PROMPT 1:
In the passage on the name Appius, rewrite the stretch from "Appius (/la/), feminine" through "patronymic gens Appia.", substituting "forename" for "praenomen".

SOURCE EXTRACT:
↓↓↓

= Appius =

Latin personal name

Appius (/la/), feminine Appia, is a Latin praenomen, or personal name, usually abbreviated Ap. or sometimes App., and best known as a result of its extensive use by the patrician gens Claudia. The praenomen also gave rise to the patronymic gens Appia.

==Origin and meaning==
As with many praenomina, there is no satisfactory explanation of the meaning of Appius. The origin of the name has been obscured by the fact that it is chiefly known from its association with gens Claudia, and was borne by no other major figures in Roman history. Titus Livius relates the story of how, in the early days of the Roman Republic, a wealthy Sabine by the name of Attius Clausus emigrated to Rome from the town of Cures, together with his family and retainers, and was admitted to the patriciate. He subsequently Latinized his name, becoming Appius Claudius. The Claudii became one of the greatest of the Roman gentes, supplying numerous magistrates over several centuries.

The Claudian gens was also one of the proudest and most conservative families at Rome, nearly always siding with the aristocratic party against the plebs and the more reform-minded amongst the patricians. Many of them were known as much by the praenomen Appius as by the nomen Claudius, and the most famous of Roman roads, the Via Appia, or Appian Way, was named for its builder, Appius Claudius Caecus.

For this reason, it is often said that the Claudii, who made constant use of the name Appius, were the only family to use that praenomen, and that it must have been a Latinization of the Oscan praenomen Attius or Attus. However, the name was by no means unique to the Claudian gens. During a political crisis in the middle of the 5th century BC, the Capitol was seized by a force of political refugees and slaves in a brief revolt led by Appius Herdonius. Herdonius was a Sabine, like the ancestors of the Claudii, but his name shows that Appius had an existence independent of that gens.

↑↑↑

INFORMATION SUPPLIED:
↓↓↓

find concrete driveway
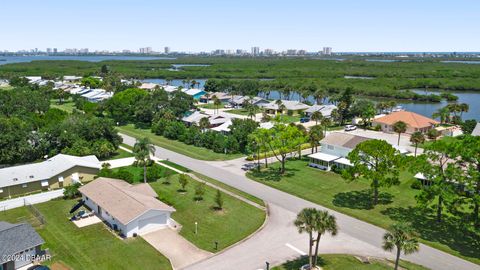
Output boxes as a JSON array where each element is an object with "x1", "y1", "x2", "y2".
[{"x1": 142, "y1": 228, "x2": 212, "y2": 269}]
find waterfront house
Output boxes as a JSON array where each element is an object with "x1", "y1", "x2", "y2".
[
  {"x1": 79, "y1": 177, "x2": 175, "y2": 237},
  {"x1": 262, "y1": 100, "x2": 310, "y2": 115},
  {"x1": 305, "y1": 104, "x2": 337, "y2": 118},
  {"x1": 372, "y1": 111, "x2": 440, "y2": 134},
  {"x1": 0, "y1": 221, "x2": 45, "y2": 270},
  {"x1": 0, "y1": 154, "x2": 101, "y2": 198},
  {"x1": 308, "y1": 132, "x2": 370, "y2": 171}
]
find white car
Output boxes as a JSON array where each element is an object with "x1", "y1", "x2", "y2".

↑↑↑

PROMPT 2:
Reproduce every entry above verbatim, line by line, omitting the pictures.

CORRECT ANSWER 1:
Appius (/la/), feminine Appia, is a Latin forename, or personal name, usually abbreviated Ap. or sometimes App., and best known as a result of its extensive use by the patrician gens Claudia. The forename also gave rise to the patronymic gens Appia.

CORRECT ANSWER 2:
find concrete driveway
Output boxes as a JSON array where each element is an object with "x1", "y1", "x2", "y2".
[{"x1": 142, "y1": 228, "x2": 212, "y2": 269}]
find waterfront house
Output boxes as a JSON array where each element is an object with "x1", "y1", "x2", "y2".
[
  {"x1": 79, "y1": 177, "x2": 175, "y2": 237},
  {"x1": 262, "y1": 100, "x2": 310, "y2": 115},
  {"x1": 305, "y1": 104, "x2": 337, "y2": 118},
  {"x1": 372, "y1": 111, "x2": 440, "y2": 134},
  {"x1": 0, "y1": 221, "x2": 45, "y2": 270},
  {"x1": 0, "y1": 154, "x2": 101, "y2": 198},
  {"x1": 308, "y1": 132, "x2": 370, "y2": 171}
]
find white car
Output boxes as a JSON array where each element is an object with "x1", "y1", "x2", "y2".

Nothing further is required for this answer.